Please rewrite the data below with "wooden" replaced by "bamboo" and everything else unchanged.

----

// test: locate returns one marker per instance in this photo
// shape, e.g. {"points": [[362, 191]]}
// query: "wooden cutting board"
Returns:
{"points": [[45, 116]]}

----

## Written answer
// test: locate returns one marker per instance in this photo
// shape, e.g. {"points": [[362, 191]]}
// query: "bamboo cutting board"
Returns:
{"points": [[45, 116]]}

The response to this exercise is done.